Requirement: Render every line of the rows below as a JSON list of strings, one string per line. Omit blank lines and leave the pictures out.

Stored entries:
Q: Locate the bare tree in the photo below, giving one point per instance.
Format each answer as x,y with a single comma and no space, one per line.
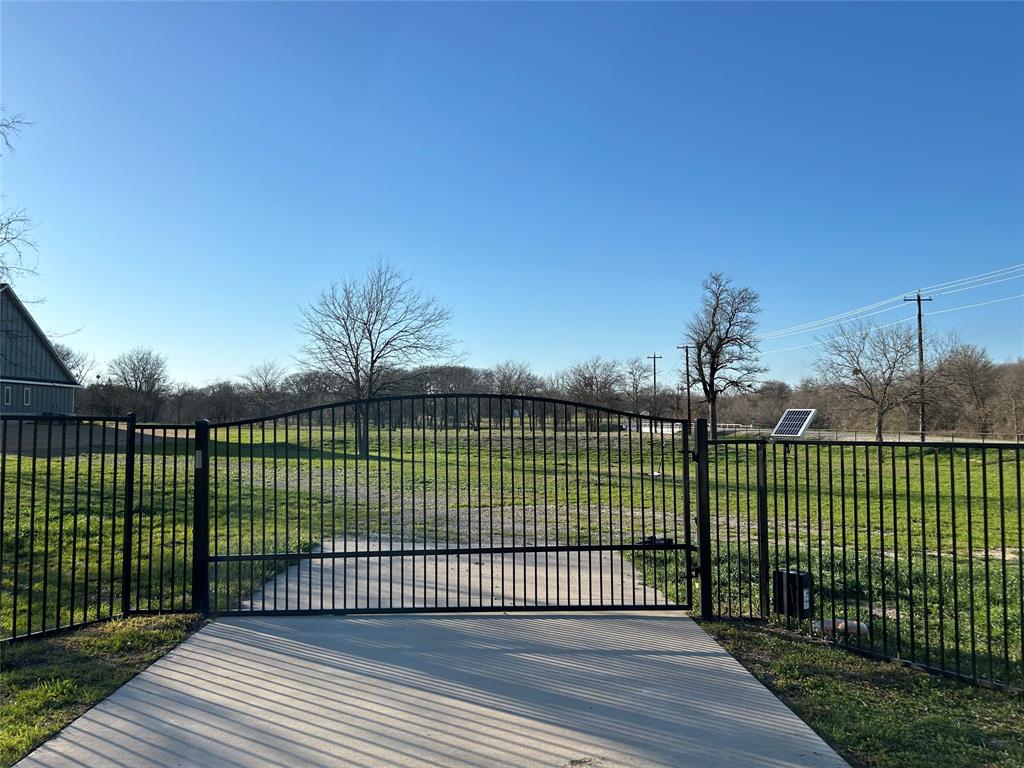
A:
264,384
971,374
636,376
372,333
724,340
1011,389
141,375
513,377
14,222
871,364
595,382
80,364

Output:
[
  "Q: Locate the bare tree in the photo below, giving one point per instance.",
  "Format each answer as x,y with a single comma and no space, one per line.",
  "A:",
  "264,384",
  "971,374",
  "636,376",
  "372,333",
  "724,340",
  "1011,389",
  "141,375",
  "513,377",
  "14,222",
  "871,364",
  "595,382",
  "80,364"
]